#### [What the task asks]
Output all of the records exactly as written.

#### [Source material]
----

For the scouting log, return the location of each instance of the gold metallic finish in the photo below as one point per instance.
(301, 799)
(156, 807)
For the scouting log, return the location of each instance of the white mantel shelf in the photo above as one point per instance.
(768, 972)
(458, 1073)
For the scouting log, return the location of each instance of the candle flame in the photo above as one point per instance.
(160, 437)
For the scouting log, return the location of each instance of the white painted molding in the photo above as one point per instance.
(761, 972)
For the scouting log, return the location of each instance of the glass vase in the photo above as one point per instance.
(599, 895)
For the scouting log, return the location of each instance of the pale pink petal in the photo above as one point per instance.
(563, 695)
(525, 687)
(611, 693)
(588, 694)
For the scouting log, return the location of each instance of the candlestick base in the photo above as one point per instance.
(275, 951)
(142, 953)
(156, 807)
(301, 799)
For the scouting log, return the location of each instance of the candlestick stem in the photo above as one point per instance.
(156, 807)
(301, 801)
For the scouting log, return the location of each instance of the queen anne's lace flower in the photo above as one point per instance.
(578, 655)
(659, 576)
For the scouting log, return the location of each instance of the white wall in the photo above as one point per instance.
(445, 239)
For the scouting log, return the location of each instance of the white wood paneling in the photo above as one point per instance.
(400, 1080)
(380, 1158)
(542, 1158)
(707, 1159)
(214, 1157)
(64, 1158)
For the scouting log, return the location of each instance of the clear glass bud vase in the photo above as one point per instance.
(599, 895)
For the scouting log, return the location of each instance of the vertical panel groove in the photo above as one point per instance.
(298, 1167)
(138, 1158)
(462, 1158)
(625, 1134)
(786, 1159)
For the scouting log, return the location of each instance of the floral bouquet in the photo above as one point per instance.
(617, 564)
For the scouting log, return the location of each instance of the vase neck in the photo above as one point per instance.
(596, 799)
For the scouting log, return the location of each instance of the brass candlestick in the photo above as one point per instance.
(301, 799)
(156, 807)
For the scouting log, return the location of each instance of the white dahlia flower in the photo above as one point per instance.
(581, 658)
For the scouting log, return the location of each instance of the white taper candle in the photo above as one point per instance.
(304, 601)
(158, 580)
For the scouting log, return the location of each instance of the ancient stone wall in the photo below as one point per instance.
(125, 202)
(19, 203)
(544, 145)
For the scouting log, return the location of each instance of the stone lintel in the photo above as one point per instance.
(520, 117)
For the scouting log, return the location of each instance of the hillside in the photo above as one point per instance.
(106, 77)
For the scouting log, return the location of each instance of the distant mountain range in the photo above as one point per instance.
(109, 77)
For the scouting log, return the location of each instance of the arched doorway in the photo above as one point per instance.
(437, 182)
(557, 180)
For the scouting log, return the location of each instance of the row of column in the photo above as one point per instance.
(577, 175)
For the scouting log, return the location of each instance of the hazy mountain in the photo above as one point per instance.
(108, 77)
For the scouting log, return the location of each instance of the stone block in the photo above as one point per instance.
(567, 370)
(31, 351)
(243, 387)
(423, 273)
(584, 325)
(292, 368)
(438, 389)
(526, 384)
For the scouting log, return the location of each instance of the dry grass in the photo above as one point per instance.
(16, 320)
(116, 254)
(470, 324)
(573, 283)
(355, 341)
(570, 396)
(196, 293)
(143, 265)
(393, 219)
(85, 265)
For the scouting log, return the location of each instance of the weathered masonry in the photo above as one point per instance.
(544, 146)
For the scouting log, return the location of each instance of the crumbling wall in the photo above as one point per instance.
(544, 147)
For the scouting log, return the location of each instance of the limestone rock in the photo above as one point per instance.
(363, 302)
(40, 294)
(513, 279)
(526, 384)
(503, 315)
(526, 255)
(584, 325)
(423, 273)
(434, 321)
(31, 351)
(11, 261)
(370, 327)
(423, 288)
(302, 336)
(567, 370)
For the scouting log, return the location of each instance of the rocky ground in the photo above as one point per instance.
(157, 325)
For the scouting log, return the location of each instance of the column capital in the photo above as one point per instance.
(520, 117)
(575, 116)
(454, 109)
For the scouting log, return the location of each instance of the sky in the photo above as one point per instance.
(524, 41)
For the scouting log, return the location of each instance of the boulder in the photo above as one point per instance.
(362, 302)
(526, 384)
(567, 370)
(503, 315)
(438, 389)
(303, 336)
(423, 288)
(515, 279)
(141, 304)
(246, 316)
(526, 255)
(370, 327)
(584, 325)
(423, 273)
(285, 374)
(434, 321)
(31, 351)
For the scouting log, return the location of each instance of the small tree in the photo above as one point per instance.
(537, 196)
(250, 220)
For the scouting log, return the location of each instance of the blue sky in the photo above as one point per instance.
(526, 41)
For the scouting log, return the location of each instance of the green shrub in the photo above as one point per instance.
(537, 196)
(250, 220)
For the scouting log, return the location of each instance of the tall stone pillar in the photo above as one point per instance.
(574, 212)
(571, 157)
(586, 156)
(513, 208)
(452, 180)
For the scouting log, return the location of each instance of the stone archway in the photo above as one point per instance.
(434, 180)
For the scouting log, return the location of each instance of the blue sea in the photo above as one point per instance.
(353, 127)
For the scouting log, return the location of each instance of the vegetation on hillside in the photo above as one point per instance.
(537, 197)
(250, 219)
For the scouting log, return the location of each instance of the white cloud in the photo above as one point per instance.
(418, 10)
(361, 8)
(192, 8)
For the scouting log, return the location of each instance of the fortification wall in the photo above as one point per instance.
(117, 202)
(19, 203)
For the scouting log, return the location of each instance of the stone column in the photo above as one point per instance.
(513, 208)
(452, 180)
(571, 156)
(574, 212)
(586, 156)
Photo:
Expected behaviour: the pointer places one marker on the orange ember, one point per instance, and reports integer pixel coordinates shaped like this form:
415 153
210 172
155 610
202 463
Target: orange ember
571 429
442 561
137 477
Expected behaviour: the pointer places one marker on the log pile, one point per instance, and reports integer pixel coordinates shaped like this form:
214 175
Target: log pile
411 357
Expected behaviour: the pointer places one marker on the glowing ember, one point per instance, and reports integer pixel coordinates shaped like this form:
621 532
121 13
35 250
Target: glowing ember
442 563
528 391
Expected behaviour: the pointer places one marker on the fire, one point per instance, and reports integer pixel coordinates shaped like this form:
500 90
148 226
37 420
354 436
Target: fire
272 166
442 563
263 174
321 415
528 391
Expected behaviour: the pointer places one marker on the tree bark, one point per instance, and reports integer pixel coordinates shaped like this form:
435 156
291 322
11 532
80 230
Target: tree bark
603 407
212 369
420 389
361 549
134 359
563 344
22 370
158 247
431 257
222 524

----

#### [Finished task]
For the scouting log, return the location of each instance of the gold metallic finish in the photo below as one point per instance.
(301, 799)
(156, 807)
For the scouting log, return the location of each instance of the white mantel shelf in the photo above as one point per instance.
(768, 972)
(458, 1073)
For the scouting log, return the location of each instance of the candle flame in the photo above as one point per instance.
(160, 437)
For the scouting log, return the location of each instance of the white painted molding in the photo above as one point per instance.
(761, 972)
For the scouting log, return the location of each instance of the glass vase in the photo above as one point per instance.
(599, 895)
For the scouting log, return the location of each instance of the pale pink petal in the photo above as one point per instance.
(563, 695)
(525, 687)
(611, 693)
(588, 694)
For the scouting log, return the location of each instance of the candlestick base in the photo above as one point per instance.
(275, 951)
(142, 953)
(156, 807)
(301, 799)
For the scouting log, return the location of each instance of the candlestick stem in the photo above as one point per instance.
(156, 807)
(301, 801)
For the scouting log, return the location of each instance of the queen anne's lace flower in the photo above as one point per instance.
(578, 655)
(659, 576)
For the scouting log, return the location of each instance of the white wall in the photo above as one point per instance.
(445, 239)
For the scouting log, return the location of each instance of the white wood paneling in the photo above as one point per instance.
(400, 1080)
(380, 1158)
(542, 1158)
(707, 1159)
(214, 1157)
(64, 1158)
For the scouting log, return the location of each instance of the clear glass bud vase in the photo above as one point per instance.
(599, 895)
For the scouting log, return the location of each instance of the vertical panel groove in the photo above as one point per instance.
(298, 1167)
(138, 1158)
(462, 1158)
(625, 1134)
(786, 1159)
For the scouting log, return the location of each instance of the floral bouquet in the photo above as one point per instance.
(617, 564)
For the scouting log, return the location of each instance of the vase neck in the photo above as one point per instance.
(596, 799)
For the scouting log, return the location of each instance of the brass candlestick in the photo above as one point per instance.
(301, 799)
(156, 807)
For the scouting log, return the location of each instance of the white dahlia flower in the photo above as one point per instance.
(581, 658)
For the scouting log, return the location of each instance of the white taper candle in the photo above as one point per instance.
(304, 601)
(158, 580)
For the scouting log, return the location of each instance of the ancient stone wall in the photo below as one point per instance.
(125, 202)
(19, 203)
(544, 145)
For the scouting log, return the location of each instance of the stone lintel in the photo above as one point per instance.
(520, 117)
For the scouting log, return the location of each instance of the hillside in the photo above as one point per instance.
(106, 77)
For the scouting log, return the location of each instance of the distant mountain range in the photo above as one point per instance.
(109, 77)
For the scouting log, return the location of each instance of the arched doorway in the photo above as one point per instance.
(437, 182)
(557, 180)
For the scouting log, return the location of each instance of the row of column in the photo above as one point per instance.
(577, 175)
For the scouting log, return the location of each instance of the hazy mountain in the photo above as one point per instance.
(108, 77)
For the scouting log, return the location of each instance of the stone block in the photo above as one point per instance.
(567, 370)
(31, 351)
(243, 387)
(423, 273)
(584, 325)
(292, 368)
(438, 389)
(526, 384)
For the scouting log, return the location of each instance of the dry grass in the photo above as one point per instance.
(16, 320)
(116, 254)
(470, 324)
(573, 283)
(355, 341)
(570, 396)
(196, 293)
(143, 265)
(393, 219)
(85, 265)
For the scouting log, return the location of each instance of the weathered masonry in the photo above as one point per instance.
(544, 146)
For the scouting log, return the location of each instance of the crumbling wall in the photo above as one point per instance.
(544, 147)
For the scouting log, return the location of each instance of the limestone rock in the photo above as one point per instance.
(363, 302)
(40, 294)
(513, 279)
(526, 384)
(503, 315)
(526, 255)
(584, 325)
(423, 273)
(434, 321)
(31, 351)
(11, 261)
(370, 327)
(423, 288)
(302, 336)
(567, 370)
For the scouting log, return the location of each instance of the rocky ground in the photo above as one point per instance.
(157, 325)
For the scouting log, return the location of each instance of the column capital in the photo above as one point per instance.
(520, 117)
(575, 116)
(454, 109)
For the scouting log, return the location of each instance of the sky in the photo above as one point per instance.
(524, 41)
For the scouting log, return the location of each instance of the boulder in the photo above as one point per instance.
(362, 302)
(526, 384)
(567, 370)
(503, 315)
(438, 389)
(303, 336)
(423, 288)
(515, 279)
(141, 304)
(246, 316)
(526, 255)
(370, 327)
(584, 325)
(423, 273)
(285, 374)
(434, 321)
(31, 351)
For the scouting log, return the location of each instance of the small tree in the photo above as one point per instance.
(537, 196)
(250, 220)
For the scouting log, return the location of each instance of the blue sky in the photo above as one point per instance.
(526, 41)
For the scouting log, return the location of each instance of the green shrub in the photo above as one point per instance.
(537, 196)
(250, 220)
For the scouting log, return the location of each instance of the tall stone pillar in the photo above as one point per instance.
(574, 212)
(571, 157)
(586, 156)
(513, 208)
(452, 180)
For the scouting log, return the location of each instance of the stone archway in the photo above as one point per instance.
(434, 180)
For the scouting log, return the location of each instance of the blue sea in the photo above as one point per instance.
(353, 127)
For the scouting log, return the location of each instance of the vegetation on hillside in the photo above as one point per instance.
(537, 197)
(250, 219)
For the scouting log, return the location of each instance of the white cloud in the photo above as one point per instance.
(418, 10)
(361, 8)
(192, 8)
For the scouting log, return the location of each instance of the fortification wall in the photo above as one point per instance.
(117, 202)
(19, 203)
For the scouting log, return the location of each instance of the stone column in the photo above as one point per instance.
(513, 208)
(452, 180)
(571, 156)
(574, 212)
(586, 156)
Photo:
Expected behaviour: the pointer places one marker on the orange ember, one point per instance, and reports integer pixel coordinates shaped like this form:
415 153
210 172
155 610
202 463
Target: orange ember
571 429
442 561
137 477
Expected behaviour: the pointer places one marker on the log pile, one point per instance, and reports integer pixel coordinates shaped like this form:
214 175
Target: log pile
411 357
Expected behaviour: the pointer places one marker on the glowing ember, one point per instance, and reports integer pixel coordinates shaped like this form:
621 532
121 13
35 250
Target: glowing ember
442 563
528 391
Expected behaviour: the pointer places one marker on the fire, one point per instance, and reports integer pixel coordinates shaped like this form:
500 90
148 226
37 420
354 436
Target: fire
272 166
442 563
263 174
321 415
528 391
Expected behaviour: the pointer places one marker on the tree bark, one point per instance, and reports integer pixel coordinates shaped like this form:
435 156
291 322
11 532
80 230
Target: tree bark
603 407
212 369
420 389
361 549
134 359
563 344
22 370
158 247
431 257
222 524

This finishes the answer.